- MATERIAL FOR THIS EXERCISE:
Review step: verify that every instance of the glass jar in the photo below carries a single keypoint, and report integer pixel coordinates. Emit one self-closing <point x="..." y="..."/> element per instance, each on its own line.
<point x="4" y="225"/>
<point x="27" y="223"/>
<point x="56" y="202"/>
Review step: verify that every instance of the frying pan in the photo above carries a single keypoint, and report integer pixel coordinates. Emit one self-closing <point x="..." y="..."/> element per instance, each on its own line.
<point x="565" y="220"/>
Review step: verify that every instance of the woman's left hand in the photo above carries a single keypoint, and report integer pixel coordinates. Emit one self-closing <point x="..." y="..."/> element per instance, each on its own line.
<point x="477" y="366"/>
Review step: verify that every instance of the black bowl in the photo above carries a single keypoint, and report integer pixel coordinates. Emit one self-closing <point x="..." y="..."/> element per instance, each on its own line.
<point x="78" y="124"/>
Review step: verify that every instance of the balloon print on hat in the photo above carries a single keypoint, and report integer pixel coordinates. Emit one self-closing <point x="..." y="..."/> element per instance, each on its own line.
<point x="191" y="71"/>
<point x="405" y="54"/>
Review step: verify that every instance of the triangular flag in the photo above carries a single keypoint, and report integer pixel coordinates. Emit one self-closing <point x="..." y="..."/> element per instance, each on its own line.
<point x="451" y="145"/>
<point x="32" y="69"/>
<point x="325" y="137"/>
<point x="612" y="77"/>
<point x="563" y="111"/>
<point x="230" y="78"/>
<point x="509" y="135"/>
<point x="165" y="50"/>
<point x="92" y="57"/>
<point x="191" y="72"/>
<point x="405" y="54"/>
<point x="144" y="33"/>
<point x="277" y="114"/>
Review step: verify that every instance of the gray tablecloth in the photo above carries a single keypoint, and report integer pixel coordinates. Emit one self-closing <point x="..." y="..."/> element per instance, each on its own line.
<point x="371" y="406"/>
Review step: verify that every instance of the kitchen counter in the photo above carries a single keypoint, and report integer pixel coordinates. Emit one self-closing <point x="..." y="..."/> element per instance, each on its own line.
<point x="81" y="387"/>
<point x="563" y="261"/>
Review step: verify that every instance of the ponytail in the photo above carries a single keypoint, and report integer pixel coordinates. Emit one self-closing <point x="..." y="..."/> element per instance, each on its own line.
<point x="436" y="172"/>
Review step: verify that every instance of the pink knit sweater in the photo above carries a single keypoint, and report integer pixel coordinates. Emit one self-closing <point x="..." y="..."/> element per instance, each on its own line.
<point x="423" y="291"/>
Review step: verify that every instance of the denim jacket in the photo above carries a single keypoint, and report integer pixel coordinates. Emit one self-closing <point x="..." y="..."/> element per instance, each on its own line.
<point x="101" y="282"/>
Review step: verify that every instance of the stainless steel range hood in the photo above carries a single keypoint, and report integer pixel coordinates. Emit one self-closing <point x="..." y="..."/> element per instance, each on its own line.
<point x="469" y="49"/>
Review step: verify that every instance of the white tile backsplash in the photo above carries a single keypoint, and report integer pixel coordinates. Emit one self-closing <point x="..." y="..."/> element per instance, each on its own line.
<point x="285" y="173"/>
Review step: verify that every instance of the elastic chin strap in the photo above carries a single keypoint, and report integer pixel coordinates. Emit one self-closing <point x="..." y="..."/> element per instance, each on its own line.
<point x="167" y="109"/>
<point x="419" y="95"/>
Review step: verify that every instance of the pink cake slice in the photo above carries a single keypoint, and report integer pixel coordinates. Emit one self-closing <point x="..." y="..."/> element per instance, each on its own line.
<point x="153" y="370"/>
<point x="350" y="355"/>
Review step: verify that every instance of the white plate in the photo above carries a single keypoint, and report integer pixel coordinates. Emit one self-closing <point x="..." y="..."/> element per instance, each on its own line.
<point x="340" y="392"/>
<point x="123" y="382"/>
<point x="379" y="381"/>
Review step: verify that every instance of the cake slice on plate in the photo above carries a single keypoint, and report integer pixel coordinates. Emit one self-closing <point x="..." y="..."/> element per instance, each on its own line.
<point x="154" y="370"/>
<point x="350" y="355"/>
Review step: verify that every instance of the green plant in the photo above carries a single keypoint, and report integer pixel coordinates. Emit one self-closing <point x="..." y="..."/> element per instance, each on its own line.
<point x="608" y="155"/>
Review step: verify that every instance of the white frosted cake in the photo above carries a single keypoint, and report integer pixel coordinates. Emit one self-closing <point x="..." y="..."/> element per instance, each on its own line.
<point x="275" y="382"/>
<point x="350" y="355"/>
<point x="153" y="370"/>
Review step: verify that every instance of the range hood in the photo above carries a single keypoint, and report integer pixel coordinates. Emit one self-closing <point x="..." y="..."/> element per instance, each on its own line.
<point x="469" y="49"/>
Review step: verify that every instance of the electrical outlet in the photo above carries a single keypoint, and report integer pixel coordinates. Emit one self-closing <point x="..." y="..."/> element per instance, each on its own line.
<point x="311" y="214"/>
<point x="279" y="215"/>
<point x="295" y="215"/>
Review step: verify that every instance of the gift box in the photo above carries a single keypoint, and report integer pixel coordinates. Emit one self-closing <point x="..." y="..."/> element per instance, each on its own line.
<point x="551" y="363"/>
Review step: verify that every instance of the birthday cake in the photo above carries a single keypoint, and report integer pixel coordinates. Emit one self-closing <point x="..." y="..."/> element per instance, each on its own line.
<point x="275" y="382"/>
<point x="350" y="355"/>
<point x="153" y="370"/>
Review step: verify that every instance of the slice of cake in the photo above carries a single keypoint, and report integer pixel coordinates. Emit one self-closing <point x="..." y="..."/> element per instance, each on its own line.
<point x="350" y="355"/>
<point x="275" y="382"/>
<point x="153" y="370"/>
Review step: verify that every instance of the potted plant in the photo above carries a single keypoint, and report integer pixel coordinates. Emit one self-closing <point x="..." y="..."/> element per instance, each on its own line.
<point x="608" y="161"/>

- TASK OBJECTIVE: Return each of the items above word for word, with no changes.

- OUTPUT OF THE EXERCISE:
Review step: verify that every instance of the glass jar in the photo below carries a single keypoint, and report integer pixel coordinates. Emit one self-closing <point x="..." y="..."/> element per instance, each on its own line.
<point x="4" y="225"/>
<point x="27" y="223"/>
<point x="56" y="202"/>
Review step: verify that every instance of the frying pan in the photo above carries a single keypoint, and report integer pixel coordinates. Emit one self-closing <point x="..." y="..."/> element per instance, each on its own line.
<point x="565" y="220"/>
Review step: verify that every instance of the woman's left hand in the photo above carries a single keypoint, and report integer pixel coordinates. Emit one self-closing <point x="..." y="..."/> element per instance, each on its own line.
<point x="477" y="366"/>
Review step: verify that every instance of the black bowl in the photo above carries a single keypoint, and report integer pixel coordinates. Emit one self-closing <point x="..." y="..."/> element per instance, each on its own line.
<point x="78" y="124"/>
Review step: verify that every instance of the balloon print on hat in the photo above carries a single keypoint, and report integer pixel coordinates. Emit one self-closing <point x="..." y="..."/> element per instance, each on its own line.
<point x="191" y="71"/>
<point x="405" y="54"/>
Review step: verify that every instance of the triangular flag in the photo above carries a single keypoint, and report integer pixel coordinates. Emit one self-closing <point x="..." y="..."/> element per instance, each on its own line.
<point x="451" y="145"/>
<point x="32" y="69"/>
<point x="325" y="137"/>
<point x="612" y="77"/>
<point x="563" y="111"/>
<point x="230" y="78"/>
<point x="509" y="135"/>
<point x="165" y="50"/>
<point x="92" y="57"/>
<point x="191" y="72"/>
<point x="405" y="54"/>
<point x="144" y="33"/>
<point x="277" y="114"/>
Review step: verify that every instance of the gray tablecloth in the photo above carries a single keypoint, and report integer pixel coordinates. Emit one self-closing <point x="..." y="..."/> element per instance, each on its own line.
<point x="371" y="406"/>
Review step: verify that every instance of the kitchen counter in the photo above carries a single keypoint, and report integer pixel coordinates. Emit one self-closing <point x="..." y="..."/> element per instance, each on its own line.
<point x="81" y="387"/>
<point x="563" y="261"/>
Review step: verify that every instance of the ponytail in the photo above carries a single keypoint, and report integer pixel coordinates. Emit one self-closing <point x="..." y="..."/> element per instance, each on its own line.
<point x="436" y="172"/>
Review step: verify that every instance of the pink knit sweater in the photo above carries a single keypoint, and report integer pixel coordinates. Emit one self-closing <point x="..." y="..."/> element per instance, each on its own line.
<point x="423" y="291"/>
Review step: verify that every instance of the denim jacket in the photo above carries a single keypoint, and report integer pixel coordinates. Emit one self-closing <point x="..." y="..."/> element per instance, each on its own line.
<point x="101" y="282"/>
Review step: verify that every instance of the stainless steel range hood in the photo above carries a single keypoint, and report integer pixel coordinates. Emit one self-closing <point x="..." y="..."/> element per instance, each on its own line.
<point x="469" y="49"/>
Review step: verify that every instance of the white tile backsplash in the photo above carries a single keypoint, and report integer pixel coordinates. Emit one self-closing <point x="..." y="..."/> element per instance, each on its own line.
<point x="285" y="173"/>
Review step: verify that every instance of the elastic chin strap in the photo above carries a single keypoint, and report integer pixel coordinates. Emit one self-closing <point x="..." y="..."/> element per instance, each on its own line.
<point x="167" y="109"/>
<point x="419" y="95"/>
Review step: verify that every instance of the pink cake slice in the photo above carries a single keypoint, and report integer pixel coordinates. Emit one self-closing <point x="..." y="..."/> element per instance, each on its own line.
<point x="153" y="370"/>
<point x="350" y="355"/>
Review step: verify that every instance of the white plate in the photo above carries a single keypoint, and report integer pixel coordinates. Emit one self-closing <point x="..." y="..."/> element per instance, each on its own line.
<point x="340" y="392"/>
<point x="123" y="382"/>
<point x="379" y="381"/>
Review step: verify that every instance of the cake slice on plate in the photo above carries a single keypoint, and report integer pixel coordinates. Emit one self-closing <point x="..." y="..."/> element per instance, each on its own line.
<point x="154" y="370"/>
<point x="350" y="355"/>
Review step: verify that every instance of the green plant in the photo above carries a single keypoint, and report integer pixel coordinates. Emit one self-closing <point x="..." y="..."/> element per instance, each on its own line.
<point x="608" y="155"/>
Review step: verify that every instance of the white frosted cake in the photo above carries a single keypoint, and report integer pixel coordinates. Emit one self-closing <point x="..." y="..."/> element per instance, each on its own line.
<point x="275" y="382"/>
<point x="350" y="355"/>
<point x="153" y="370"/>
Review step: verify that every instance of the range hood in the photo above carries a single keypoint, and report integer pixel coordinates. Emit one self-closing <point x="..." y="..."/> element per instance, each on its own line.
<point x="469" y="49"/>
Review step: verify that every instance of the electrical outlet in the photo above carries a single keypoint, and report integer pixel coordinates. Emit one self-closing <point x="..." y="..."/> element per instance, each on its own line.
<point x="311" y="214"/>
<point x="279" y="215"/>
<point x="295" y="215"/>
Review step: verify that every instance of the gift box in the photo above carries a single keypoint, and report integer pixel coordinates. Emit one self-closing <point x="..." y="..."/> element per instance, each on its own line.
<point x="551" y="363"/>
Review step: verify that every instance of the birthday cake in the photo above carries a single keypoint, and report integer pixel coordinates. Emit one self-closing <point x="..." y="..."/> element per instance, each on its own line.
<point x="275" y="382"/>
<point x="350" y="355"/>
<point x="153" y="370"/>
Review step: verify that every instance of the slice of cake in the photo above carries a single keypoint, and report integer pixel coordinates. Emit one self-closing <point x="..." y="..."/> element per instance, each on its own line.
<point x="350" y="355"/>
<point x="275" y="382"/>
<point x="153" y="370"/>
Review step: verify that every instance of the potted plant in the photo above carries a single keypoint, and report integer pixel coordinates. Emit one self-closing <point x="..." y="..."/> element per instance, each on its own line.
<point x="608" y="161"/>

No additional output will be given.